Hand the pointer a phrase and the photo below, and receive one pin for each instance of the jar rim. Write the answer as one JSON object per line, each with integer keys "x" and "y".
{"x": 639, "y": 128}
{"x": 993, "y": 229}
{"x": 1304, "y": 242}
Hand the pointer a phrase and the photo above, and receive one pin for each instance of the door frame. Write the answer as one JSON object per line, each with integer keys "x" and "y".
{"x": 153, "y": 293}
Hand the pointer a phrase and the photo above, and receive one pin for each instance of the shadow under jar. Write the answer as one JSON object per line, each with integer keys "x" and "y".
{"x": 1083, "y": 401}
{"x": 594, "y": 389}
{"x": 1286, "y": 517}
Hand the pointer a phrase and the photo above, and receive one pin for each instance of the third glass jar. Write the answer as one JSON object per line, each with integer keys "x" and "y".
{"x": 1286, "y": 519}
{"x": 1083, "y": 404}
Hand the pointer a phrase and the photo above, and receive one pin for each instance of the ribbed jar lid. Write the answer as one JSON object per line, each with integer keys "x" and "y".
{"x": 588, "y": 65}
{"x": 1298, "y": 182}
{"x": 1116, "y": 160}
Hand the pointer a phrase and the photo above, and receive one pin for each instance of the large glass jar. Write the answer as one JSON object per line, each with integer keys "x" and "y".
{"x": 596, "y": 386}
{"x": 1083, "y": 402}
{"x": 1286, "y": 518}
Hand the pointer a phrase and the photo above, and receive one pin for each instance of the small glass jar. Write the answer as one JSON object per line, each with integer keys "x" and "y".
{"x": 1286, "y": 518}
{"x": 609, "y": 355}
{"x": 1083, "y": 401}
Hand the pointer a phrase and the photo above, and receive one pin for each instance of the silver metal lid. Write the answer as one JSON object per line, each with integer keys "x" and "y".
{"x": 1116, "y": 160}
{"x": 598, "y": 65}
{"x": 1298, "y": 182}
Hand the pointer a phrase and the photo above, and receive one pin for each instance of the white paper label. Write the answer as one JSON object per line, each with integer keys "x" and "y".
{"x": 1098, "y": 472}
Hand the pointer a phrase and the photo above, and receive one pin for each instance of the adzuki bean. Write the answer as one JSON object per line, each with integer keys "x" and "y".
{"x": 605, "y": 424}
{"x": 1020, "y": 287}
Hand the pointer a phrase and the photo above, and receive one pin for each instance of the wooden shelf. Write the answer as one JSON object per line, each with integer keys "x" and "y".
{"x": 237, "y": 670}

#### What the task asks:
Could you write out the material above exactly as it appears?

#### Response for this exercise:
Hand the pointer a phrase and the photo below, and receive one pin for each instance of the jar rim. Write the answer as one JSON object per line, each with integer keys "x" and "y".
{"x": 639, "y": 128}
{"x": 993, "y": 229}
{"x": 1304, "y": 242}
Hand the pointer a phrase and the photo above, and receive one pin for each instance of the door frame. Write the answer as one JSON object per line, each with integer keys "x" and "y".
{"x": 153, "y": 293}
Hand the pointer a phrase and the photo above, and receive one pin for each instance of the shadow under jar. Write the answer as one JSON object per line, each with integer keys "x" and "y".
{"x": 1083, "y": 401}
{"x": 594, "y": 389}
{"x": 1286, "y": 517}
Hand the pointer a phrase and the photo above, and receive one pin for each instance of the third glass jar. Write the answer as one JSON object per line, each with integer keys "x" and "y".
{"x": 1286, "y": 519}
{"x": 1083, "y": 404}
Hand the pointer a phrase and the photo above, and receive one pin for each instance of the ribbed jar lid. Write the answer as one JSON object per line, each with integer keys "x" and "y".
{"x": 588, "y": 65}
{"x": 1298, "y": 182}
{"x": 1116, "y": 160}
Hand the pointer a phrase and the photo above, and receive one pin for each instance of the large glass jar. Write the answer as one JSON object per line, each with integer keys "x" and "y".
{"x": 596, "y": 386}
{"x": 1083, "y": 402}
{"x": 1286, "y": 518}
Hand the pointer a phrase and the photo above, and receive one pin for each instance of the small glass jar. Write the answer as one JSON object per line, each with integer keys "x" and "y".
{"x": 1286, "y": 518}
{"x": 609, "y": 355}
{"x": 1083, "y": 401}
Hand the pointer a phrase and the photo above, and receive one pin for each instance of the silver metal lid. Write the answer as one JSON object per line, each with integer keys "x" and "y".
{"x": 1116, "y": 160}
{"x": 598, "y": 65}
{"x": 1298, "y": 182}
Hand the pointer a phrase and the photo above, and receive one pin for each instance of the white paper label. Write the answer as one JSON object per line, each with integer keys "x" and "y".
{"x": 1098, "y": 472}
Hand the pointer a phrase and the photo above, and receive one pin for each instance of the adzuki bean. Write the answer as one JSON object per line, each with integer keys "x" and "y".
{"x": 605, "y": 424}
{"x": 1020, "y": 287}
Hand the pointer a phrase and the photo above, and receive one pin for each instance of the wooden shelf. Write the answer as one JSON object per line, each with integer keys "x" and "y".
{"x": 237, "y": 670}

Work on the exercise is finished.